**TASK TO CARRY OUT:** Copy every line of the items below that contains the string "pale", treating uppercase and lowercase as different.

Named-object pointing records
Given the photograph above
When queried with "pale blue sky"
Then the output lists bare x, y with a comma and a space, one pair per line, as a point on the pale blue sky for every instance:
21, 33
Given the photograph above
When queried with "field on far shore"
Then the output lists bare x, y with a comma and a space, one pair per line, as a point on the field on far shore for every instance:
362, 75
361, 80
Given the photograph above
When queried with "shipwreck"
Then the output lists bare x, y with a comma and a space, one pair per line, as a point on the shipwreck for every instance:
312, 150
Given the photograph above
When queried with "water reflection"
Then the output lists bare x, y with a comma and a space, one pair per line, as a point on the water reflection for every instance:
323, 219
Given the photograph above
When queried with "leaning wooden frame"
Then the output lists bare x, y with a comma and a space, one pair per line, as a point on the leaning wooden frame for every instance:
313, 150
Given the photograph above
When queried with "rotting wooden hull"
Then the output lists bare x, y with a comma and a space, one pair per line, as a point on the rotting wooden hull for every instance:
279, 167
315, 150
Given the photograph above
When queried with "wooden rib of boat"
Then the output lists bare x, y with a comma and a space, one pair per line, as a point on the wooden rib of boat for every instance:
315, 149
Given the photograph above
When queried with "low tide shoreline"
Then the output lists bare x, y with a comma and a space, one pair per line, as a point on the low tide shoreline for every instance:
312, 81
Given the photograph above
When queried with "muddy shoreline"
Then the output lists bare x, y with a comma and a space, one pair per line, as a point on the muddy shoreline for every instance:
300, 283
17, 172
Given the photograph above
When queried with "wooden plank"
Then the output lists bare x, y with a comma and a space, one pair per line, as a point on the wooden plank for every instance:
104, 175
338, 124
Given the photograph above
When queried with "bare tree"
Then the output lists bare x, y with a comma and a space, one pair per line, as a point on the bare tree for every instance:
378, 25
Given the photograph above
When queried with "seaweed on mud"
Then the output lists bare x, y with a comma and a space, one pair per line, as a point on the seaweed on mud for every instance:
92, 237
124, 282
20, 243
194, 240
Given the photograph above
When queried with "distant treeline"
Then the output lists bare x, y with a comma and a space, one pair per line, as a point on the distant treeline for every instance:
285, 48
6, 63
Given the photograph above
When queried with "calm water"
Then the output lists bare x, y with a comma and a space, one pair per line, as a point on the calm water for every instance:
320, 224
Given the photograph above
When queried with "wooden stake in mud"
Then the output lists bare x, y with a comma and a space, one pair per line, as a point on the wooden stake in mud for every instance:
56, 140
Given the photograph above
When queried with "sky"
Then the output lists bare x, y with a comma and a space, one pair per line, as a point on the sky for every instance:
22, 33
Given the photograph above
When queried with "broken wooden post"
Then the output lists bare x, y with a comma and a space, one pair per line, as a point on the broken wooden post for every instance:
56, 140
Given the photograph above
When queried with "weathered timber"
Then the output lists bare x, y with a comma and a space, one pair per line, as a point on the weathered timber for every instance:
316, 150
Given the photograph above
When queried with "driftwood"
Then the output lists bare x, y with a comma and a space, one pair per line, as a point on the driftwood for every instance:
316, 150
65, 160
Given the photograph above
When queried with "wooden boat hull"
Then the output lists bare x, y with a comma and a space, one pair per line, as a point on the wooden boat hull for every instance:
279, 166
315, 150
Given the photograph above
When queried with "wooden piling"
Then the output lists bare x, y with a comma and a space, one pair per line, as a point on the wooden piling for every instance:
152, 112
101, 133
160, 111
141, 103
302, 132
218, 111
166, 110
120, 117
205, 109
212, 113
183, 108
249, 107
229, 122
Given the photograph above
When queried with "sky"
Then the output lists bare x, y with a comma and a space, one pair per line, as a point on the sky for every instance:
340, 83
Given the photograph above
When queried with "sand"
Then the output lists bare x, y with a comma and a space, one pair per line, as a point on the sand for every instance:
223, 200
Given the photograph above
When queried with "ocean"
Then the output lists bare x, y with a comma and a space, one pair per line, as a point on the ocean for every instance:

**TASK SOLUTION:**
When queried with "pale blue sky"
Then the output lists bare x, y with a comma and a space, one pair per line, as a point on the pale blue sky for every instance:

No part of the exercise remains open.